◆ WHAT NEEDS TO BE DONE: Search the records below for the word "green", then return every line where it appears.

Dataset entries
━━━━━━━━

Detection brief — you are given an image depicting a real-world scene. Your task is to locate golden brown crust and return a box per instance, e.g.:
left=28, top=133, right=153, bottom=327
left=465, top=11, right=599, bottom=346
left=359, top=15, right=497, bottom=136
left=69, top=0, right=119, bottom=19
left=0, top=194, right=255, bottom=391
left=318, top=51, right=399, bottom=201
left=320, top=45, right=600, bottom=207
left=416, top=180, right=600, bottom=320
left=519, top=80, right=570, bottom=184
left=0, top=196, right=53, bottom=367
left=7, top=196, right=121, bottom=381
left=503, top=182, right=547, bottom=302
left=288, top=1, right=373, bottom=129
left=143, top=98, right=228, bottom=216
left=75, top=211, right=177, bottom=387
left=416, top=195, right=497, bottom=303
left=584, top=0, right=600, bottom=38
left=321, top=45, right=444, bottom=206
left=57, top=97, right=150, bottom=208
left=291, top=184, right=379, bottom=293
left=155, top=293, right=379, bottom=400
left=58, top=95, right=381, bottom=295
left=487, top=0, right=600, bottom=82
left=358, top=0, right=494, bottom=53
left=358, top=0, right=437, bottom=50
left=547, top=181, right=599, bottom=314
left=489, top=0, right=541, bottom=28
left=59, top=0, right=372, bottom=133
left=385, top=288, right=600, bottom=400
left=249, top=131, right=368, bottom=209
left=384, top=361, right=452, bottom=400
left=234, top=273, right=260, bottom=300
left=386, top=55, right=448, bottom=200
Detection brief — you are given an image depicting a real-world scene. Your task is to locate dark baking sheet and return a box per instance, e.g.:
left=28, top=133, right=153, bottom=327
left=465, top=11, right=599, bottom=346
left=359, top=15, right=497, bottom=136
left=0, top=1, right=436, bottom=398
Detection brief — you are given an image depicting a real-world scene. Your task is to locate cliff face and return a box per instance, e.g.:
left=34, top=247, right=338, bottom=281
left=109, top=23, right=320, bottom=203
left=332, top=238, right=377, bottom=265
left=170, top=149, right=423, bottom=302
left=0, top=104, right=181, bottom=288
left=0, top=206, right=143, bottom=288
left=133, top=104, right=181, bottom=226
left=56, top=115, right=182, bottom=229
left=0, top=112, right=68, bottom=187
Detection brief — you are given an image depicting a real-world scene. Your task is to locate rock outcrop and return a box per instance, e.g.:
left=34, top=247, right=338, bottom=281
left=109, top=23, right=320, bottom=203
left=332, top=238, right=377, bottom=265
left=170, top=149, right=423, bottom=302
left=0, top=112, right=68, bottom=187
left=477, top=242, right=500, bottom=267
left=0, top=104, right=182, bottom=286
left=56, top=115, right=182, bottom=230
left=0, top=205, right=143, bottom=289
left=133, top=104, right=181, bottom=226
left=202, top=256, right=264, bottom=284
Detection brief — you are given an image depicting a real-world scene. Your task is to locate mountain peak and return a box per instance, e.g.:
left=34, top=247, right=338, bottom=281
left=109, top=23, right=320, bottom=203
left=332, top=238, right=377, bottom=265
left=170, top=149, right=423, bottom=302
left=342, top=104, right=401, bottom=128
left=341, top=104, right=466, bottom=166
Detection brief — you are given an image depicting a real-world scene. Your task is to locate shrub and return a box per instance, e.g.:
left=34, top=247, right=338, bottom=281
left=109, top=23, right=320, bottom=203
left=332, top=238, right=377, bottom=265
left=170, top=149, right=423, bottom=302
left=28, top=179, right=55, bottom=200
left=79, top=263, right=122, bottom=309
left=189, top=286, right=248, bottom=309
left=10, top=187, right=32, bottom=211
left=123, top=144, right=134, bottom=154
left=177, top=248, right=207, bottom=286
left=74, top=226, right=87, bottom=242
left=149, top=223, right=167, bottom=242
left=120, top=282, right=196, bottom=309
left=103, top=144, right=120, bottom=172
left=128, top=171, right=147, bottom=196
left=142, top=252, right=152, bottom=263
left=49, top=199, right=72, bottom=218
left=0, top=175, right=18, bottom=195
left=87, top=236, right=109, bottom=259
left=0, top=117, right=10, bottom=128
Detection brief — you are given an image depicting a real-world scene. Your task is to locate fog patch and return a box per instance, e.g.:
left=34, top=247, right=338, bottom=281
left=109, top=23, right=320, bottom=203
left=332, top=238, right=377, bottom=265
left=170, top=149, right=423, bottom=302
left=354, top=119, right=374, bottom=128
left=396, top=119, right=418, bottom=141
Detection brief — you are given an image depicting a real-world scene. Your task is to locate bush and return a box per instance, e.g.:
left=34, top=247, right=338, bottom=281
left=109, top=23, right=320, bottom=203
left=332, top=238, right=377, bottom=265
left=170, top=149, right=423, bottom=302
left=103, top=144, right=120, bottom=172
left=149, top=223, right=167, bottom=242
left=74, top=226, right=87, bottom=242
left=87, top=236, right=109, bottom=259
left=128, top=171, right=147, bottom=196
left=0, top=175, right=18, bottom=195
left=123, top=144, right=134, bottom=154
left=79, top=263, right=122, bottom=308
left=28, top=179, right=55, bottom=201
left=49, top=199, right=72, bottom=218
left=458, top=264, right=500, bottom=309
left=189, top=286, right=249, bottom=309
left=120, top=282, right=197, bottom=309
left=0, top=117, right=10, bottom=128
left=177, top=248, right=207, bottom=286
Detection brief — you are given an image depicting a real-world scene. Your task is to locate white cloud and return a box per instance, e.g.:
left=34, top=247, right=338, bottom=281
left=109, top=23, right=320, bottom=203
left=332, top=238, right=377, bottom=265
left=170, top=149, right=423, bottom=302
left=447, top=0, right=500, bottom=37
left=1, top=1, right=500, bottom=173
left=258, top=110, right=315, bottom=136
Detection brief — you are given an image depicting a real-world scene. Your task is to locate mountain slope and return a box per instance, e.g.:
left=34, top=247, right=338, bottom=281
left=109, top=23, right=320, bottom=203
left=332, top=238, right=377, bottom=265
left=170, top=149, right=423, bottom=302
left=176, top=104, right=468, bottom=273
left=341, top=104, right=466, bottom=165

━━━━━━━━

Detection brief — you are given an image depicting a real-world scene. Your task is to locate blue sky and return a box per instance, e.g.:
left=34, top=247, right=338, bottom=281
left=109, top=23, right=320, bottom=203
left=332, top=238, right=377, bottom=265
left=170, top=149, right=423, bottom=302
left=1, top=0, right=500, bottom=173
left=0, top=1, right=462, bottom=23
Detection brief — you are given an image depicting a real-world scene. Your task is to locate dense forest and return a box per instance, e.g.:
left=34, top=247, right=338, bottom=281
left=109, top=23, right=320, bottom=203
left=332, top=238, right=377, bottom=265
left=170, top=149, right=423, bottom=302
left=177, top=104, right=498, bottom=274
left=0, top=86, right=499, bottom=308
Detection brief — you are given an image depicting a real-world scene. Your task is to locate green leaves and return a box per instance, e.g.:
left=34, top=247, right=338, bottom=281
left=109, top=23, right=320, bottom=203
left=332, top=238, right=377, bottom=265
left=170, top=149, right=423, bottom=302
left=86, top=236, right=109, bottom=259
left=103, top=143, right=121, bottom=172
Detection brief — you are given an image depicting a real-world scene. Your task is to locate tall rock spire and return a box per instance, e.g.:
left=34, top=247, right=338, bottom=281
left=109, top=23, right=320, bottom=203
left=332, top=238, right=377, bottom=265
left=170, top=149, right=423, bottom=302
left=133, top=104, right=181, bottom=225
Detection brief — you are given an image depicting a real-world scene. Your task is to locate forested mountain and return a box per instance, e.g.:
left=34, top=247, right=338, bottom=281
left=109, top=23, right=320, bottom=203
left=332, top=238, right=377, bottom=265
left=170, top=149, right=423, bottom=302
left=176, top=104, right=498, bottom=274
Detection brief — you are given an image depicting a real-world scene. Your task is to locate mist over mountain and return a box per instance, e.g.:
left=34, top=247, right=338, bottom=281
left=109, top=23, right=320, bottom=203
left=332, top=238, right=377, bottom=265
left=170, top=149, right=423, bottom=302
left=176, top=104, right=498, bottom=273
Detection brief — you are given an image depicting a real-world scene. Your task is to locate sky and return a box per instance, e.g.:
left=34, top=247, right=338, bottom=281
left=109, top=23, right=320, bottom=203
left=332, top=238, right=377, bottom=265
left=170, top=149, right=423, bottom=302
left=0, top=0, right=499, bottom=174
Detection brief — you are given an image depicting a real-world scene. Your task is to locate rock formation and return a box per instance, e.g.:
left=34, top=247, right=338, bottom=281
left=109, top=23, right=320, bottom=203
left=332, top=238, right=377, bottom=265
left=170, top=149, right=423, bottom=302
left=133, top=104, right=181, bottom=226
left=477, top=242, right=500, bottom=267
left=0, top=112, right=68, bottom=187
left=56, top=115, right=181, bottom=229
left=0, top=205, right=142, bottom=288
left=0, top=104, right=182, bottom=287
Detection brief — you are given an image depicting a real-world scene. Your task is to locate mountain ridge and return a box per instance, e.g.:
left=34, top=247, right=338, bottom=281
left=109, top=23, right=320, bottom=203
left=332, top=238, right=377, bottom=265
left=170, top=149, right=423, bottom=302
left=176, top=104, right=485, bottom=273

━━━━━━━━

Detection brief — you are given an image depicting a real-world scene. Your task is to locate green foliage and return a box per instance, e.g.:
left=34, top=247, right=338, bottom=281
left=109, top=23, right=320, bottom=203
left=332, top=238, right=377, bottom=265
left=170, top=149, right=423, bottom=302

━━━━━━━━

◆ FINISHED EXERCISE:
Detection brief — you are given an image depicting a real-world scene. Your task is to locate green leaves and return a box per instance, e.g.:
Detection brief — you are given an image depicting a real-world scene. Your task is to locate green foliage and return a box per instance, e.g.:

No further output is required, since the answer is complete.